Stored records
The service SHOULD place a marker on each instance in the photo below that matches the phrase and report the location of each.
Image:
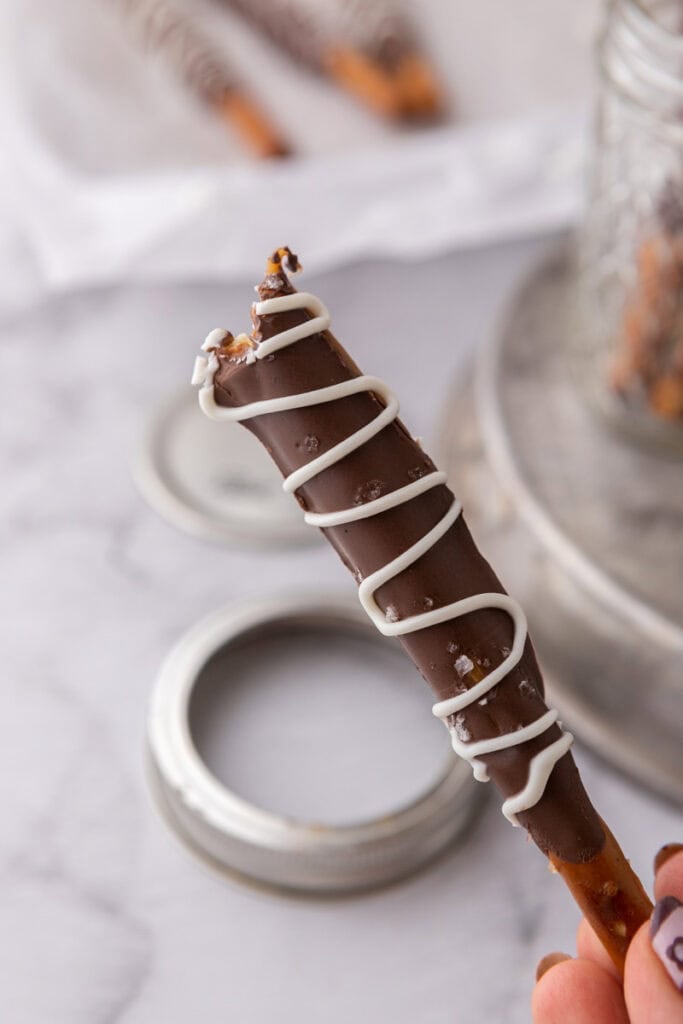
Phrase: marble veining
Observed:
(105, 919)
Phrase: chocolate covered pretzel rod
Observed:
(368, 46)
(380, 501)
(160, 27)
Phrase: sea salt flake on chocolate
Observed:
(369, 492)
(463, 665)
(460, 729)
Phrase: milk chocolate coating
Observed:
(563, 821)
(308, 31)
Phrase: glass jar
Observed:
(631, 246)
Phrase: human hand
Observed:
(588, 989)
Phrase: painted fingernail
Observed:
(550, 960)
(666, 853)
(667, 937)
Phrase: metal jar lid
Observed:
(258, 844)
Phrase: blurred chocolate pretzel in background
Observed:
(649, 357)
(370, 47)
(164, 28)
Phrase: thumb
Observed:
(653, 978)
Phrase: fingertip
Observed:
(578, 991)
(669, 866)
(650, 992)
(550, 960)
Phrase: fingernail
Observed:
(550, 960)
(666, 853)
(667, 937)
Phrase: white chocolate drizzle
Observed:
(542, 764)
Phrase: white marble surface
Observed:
(104, 918)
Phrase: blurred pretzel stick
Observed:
(159, 27)
(366, 46)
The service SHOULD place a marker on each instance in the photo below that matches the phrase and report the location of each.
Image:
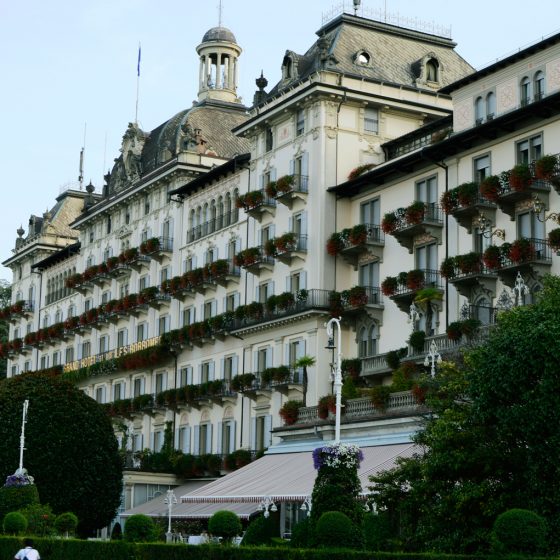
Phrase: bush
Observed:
(377, 532)
(334, 529)
(14, 523)
(66, 523)
(14, 498)
(260, 531)
(224, 524)
(519, 531)
(140, 528)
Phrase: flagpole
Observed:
(137, 83)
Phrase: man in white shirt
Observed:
(27, 552)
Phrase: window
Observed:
(539, 85)
(122, 338)
(300, 122)
(529, 150)
(371, 120)
(163, 324)
(481, 167)
(86, 349)
(268, 139)
(525, 93)
(479, 110)
(103, 344)
(141, 332)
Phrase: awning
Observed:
(288, 477)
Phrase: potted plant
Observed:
(467, 194)
(447, 268)
(415, 279)
(492, 257)
(289, 411)
(546, 167)
(520, 177)
(390, 222)
(414, 213)
(521, 250)
(449, 201)
(389, 286)
(554, 238)
(491, 188)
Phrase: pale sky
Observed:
(67, 65)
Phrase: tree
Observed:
(492, 443)
(71, 449)
(5, 300)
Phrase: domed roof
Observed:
(219, 34)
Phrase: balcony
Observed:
(417, 219)
(404, 288)
(283, 306)
(354, 244)
(465, 203)
(254, 260)
(157, 247)
(468, 272)
(356, 302)
(523, 256)
(287, 247)
(289, 189)
(256, 204)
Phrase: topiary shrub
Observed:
(14, 498)
(377, 532)
(519, 531)
(140, 528)
(14, 523)
(224, 524)
(334, 529)
(66, 523)
(260, 532)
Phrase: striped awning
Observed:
(287, 477)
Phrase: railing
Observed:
(213, 225)
(313, 299)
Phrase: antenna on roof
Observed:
(81, 175)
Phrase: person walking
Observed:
(28, 552)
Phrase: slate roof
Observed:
(395, 53)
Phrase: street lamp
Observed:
(336, 370)
(434, 357)
(485, 227)
(170, 500)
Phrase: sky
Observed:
(68, 72)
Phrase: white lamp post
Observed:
(170, 500)
(336, 371)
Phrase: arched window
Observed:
(525, 91)
(490, 105)
(539, 85)
(479, 110)
(432, 70)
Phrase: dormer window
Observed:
(362, 58)
(432, 70)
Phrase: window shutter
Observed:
(267, 430)
(196, 446)
(232, 446)
(253, 434)
(220, 436)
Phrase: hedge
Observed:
(62, 549)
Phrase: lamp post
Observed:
(170, 500)
(432, 356)
(336, 370)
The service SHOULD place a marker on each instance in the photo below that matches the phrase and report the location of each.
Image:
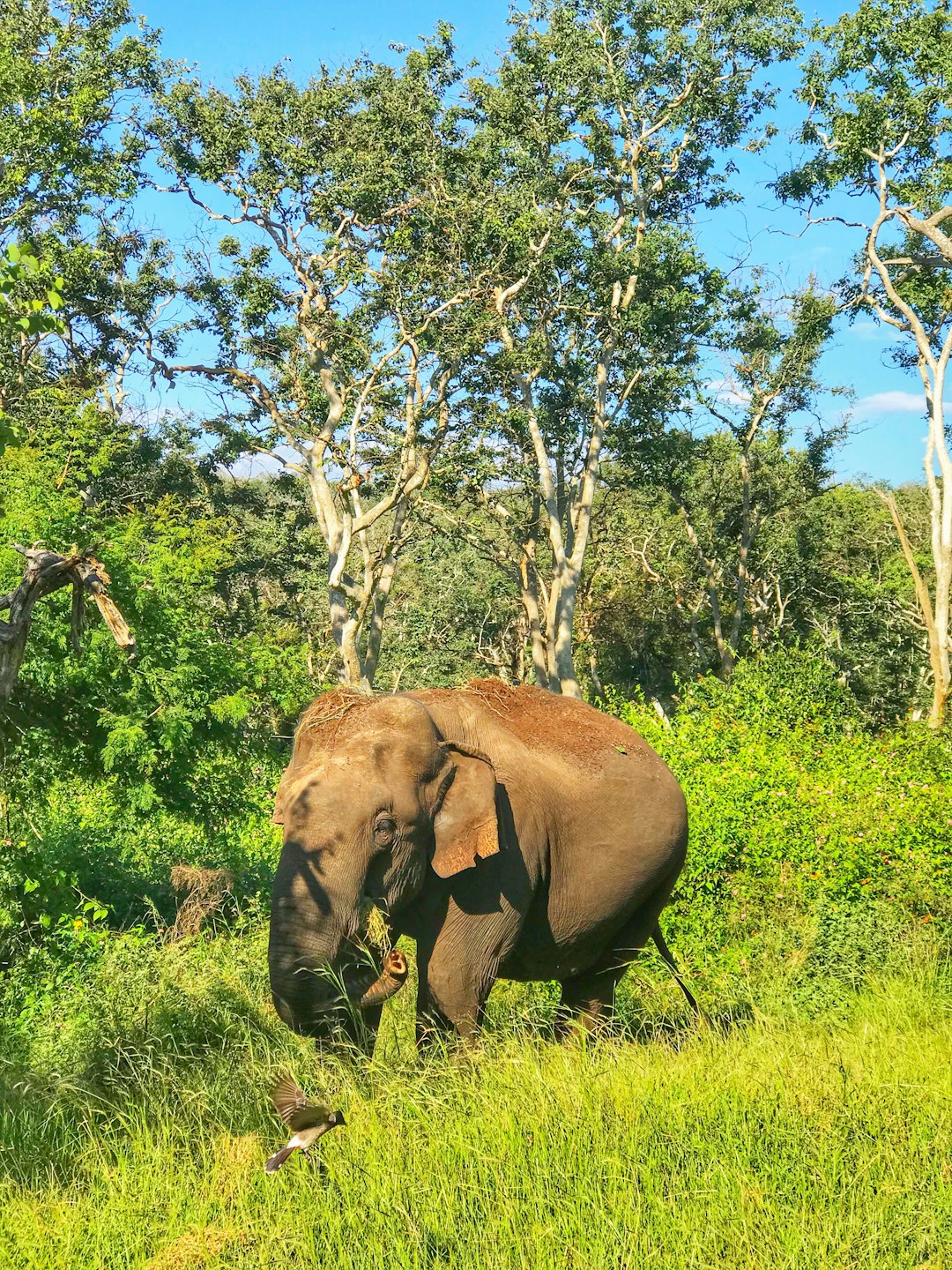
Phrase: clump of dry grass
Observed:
(205, 889)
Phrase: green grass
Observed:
(136, 1123)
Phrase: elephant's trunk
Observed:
(390, 981)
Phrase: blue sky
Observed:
(224, 40)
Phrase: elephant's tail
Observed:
(673, 966)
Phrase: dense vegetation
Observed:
(507, 417)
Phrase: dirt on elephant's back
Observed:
(328, 719)
(542, 721)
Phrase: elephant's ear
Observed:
(465, 826)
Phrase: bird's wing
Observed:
(308, 1117)
(288, 1099)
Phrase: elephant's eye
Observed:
(383, 831)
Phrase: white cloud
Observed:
(890, 403)
(726, 392)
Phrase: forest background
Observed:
(441, 371)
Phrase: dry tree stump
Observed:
(43, 573)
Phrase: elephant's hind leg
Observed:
(588, 998)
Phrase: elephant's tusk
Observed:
(391, 979)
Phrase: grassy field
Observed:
(136, 1123)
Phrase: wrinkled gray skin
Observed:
(501, 859)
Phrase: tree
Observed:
(879, 90)
(74, 80)
(741, 478)
(338, 303)
(602, 135)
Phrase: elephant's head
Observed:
(374, 800)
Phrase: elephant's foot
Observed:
(587, 1005)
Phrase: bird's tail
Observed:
(277, 1160)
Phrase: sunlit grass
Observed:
(136, 1124)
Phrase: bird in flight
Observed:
(308, 1122)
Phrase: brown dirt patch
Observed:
(328, 721)
(193, 1249)
(544, 721)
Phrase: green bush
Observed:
(793, 803)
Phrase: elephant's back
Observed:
(544, 724)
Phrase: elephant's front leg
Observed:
(453, 984)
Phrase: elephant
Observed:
(510, 832)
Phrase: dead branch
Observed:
(45, 573)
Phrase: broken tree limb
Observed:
(46, 572)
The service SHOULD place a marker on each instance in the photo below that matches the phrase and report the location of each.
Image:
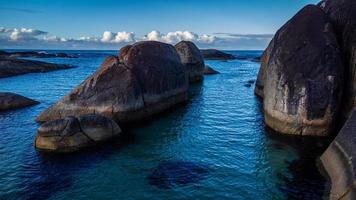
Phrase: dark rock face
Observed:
(342, 14)
(340, 163)
(191, 59)
(170, 174)
(149, 79)
(13, 67)
(71, 134)
(210, 71)
(302, 76)
(12, 101)
(213, 54)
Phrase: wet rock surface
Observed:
(71, 133)
(145, 79)
(12, 101)
(210, 71)
(302, 76)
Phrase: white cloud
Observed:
(24, 33)
(174, 37)
(110, 37)
(25, 38)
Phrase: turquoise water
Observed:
(214, 147)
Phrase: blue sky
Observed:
(224, 24)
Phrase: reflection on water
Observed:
(213, 147)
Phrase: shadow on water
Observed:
(44, 174)
(305, 180)
(169, 174)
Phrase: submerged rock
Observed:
(71, 133)
(12, 101)
(210, 71)
(170, 174)
(191, 59)
(148, 78)
(342, 14)
(13, 67)
(302, 76)
(213, 54)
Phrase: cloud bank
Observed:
(34, 38)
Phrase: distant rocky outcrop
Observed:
(71, 133)
(213, 54)
(191, 59)
(301, 81)
(145, 79)
(35, 54)
(210, 71)
(13, 67)
(10, 100)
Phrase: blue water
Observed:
(214, 147)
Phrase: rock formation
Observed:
(71, 134)
(342, 14)
(302, 76)
(12, 101)
(210, 71)
(213, 54)
(13, 67)
(147, 79)
(191, 59)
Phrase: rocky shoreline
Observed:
(307, 82)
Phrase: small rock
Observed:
(210, 71)
(12, 101)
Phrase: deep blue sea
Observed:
(214, 147)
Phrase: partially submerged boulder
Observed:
(210, 71)
(302, 76)
(191, 59)
(214, 54)
(342, 14)
(147, 79)
(10, 100)
(71, 133)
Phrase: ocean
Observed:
(215, 146)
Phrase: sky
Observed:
(111, 24)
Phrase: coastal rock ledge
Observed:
(301, 76)
(10, 100)
(71, 133)
(145, 79)
(339, 160)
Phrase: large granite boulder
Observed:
(192, 59)
(303, 80)
(71, 133)
(10, 100)
(214, 54)
(147, 79)
(13, 67)
(342, 14)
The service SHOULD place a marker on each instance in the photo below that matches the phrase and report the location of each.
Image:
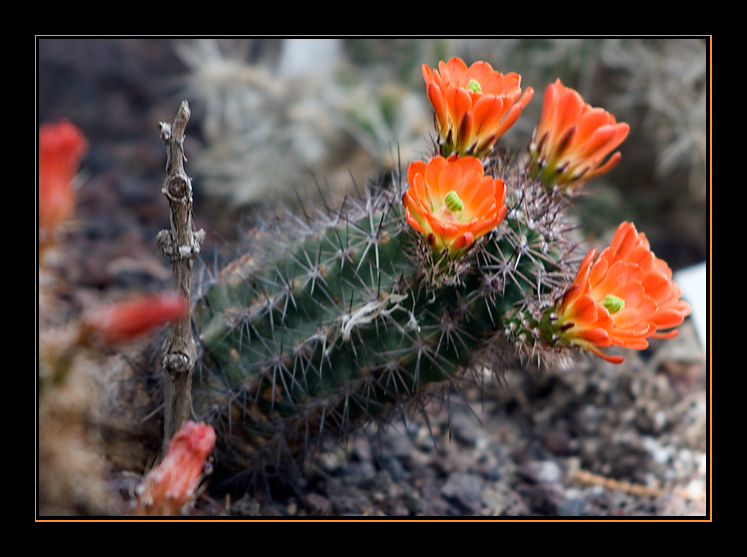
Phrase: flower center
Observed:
(613, 303)
(474, 86)
(453, 203)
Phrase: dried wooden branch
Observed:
(181, 244)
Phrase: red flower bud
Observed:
(117, 323)
(171, 485)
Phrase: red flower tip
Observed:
(61, 147)
(621, 298)
(171, 485)
(572, 139)
(473, 106)
(125, 321)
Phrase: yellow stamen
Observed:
(613, 304)
(453, 203)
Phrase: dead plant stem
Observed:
(181, 244)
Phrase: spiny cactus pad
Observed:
(347, 316)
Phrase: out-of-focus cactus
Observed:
(346, 314)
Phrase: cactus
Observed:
(343, 315)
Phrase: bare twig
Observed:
(182, 245)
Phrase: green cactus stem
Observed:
(348, 319)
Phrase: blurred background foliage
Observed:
(273, 116)
(271, 112)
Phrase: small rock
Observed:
(464, 490)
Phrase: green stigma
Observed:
(474, 86)
(452, 201)
(613, 304)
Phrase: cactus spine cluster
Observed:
(339, 316)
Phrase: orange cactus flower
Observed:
(171, 485)
(61, 147)
(124, 321)
(473, 106)
(622, 298)
(452, 203)
(572, 139)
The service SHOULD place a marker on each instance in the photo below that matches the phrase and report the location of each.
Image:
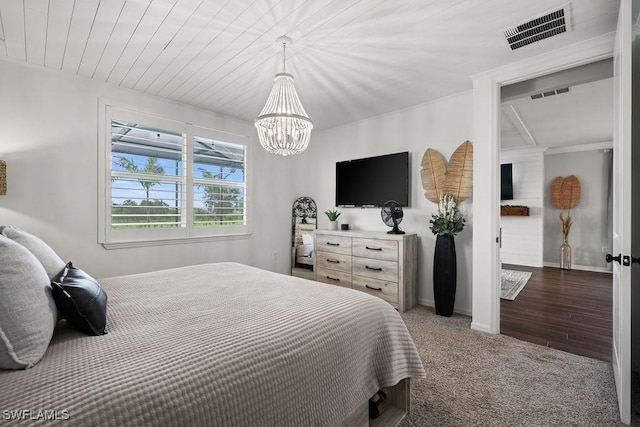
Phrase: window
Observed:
(166, 180)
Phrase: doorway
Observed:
(559, 125)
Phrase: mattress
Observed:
(216, 345)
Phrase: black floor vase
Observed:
(444, 275)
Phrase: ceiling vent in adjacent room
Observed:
(539, 28)
(548, 93)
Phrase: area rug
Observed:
(512, 283)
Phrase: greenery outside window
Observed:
(168, 181)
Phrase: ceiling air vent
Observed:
(548, 25)
(549, 93)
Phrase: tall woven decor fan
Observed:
(439, 178)
(392, 214)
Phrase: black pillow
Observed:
(80, 300)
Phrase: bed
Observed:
(219, 345)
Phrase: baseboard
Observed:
(580, 267)
(481, 327)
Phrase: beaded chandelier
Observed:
(283, 125)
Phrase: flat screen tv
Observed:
(372, 181)
(506, 181)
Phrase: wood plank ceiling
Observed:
(351, 59)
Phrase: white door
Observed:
(622, 209)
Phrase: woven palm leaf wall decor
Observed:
(565, 192)
(455, 178)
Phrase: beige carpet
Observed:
(479, 379)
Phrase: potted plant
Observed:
(445, 223)
(333, 218)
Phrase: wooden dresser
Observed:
(374, 262)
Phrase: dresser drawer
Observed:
(375, 269)
(333, 277)
(331, 261)
(375, 248)
(388, 291)
(333, 244)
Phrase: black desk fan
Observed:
(392, 214)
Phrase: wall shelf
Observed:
(508, 210)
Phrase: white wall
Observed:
(522, 236)
(590, 231)
(48, 137)
(442, 125)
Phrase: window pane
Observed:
(146, 177)
(219, 183)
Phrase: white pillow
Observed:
(27, 311)
(52, 263)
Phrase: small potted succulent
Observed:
(333, 218)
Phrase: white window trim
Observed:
(117, 239)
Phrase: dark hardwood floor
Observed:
(570, 310)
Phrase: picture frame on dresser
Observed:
(380, 264)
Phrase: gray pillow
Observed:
(27, 311)
(48, 258)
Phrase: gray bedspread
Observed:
(216, 345)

Work to complete:
Among the lines above, which ones hold the string "submerged"? Show them.

Response to the task:
Phrase: submerged rock
Phrase: partially submerged boulder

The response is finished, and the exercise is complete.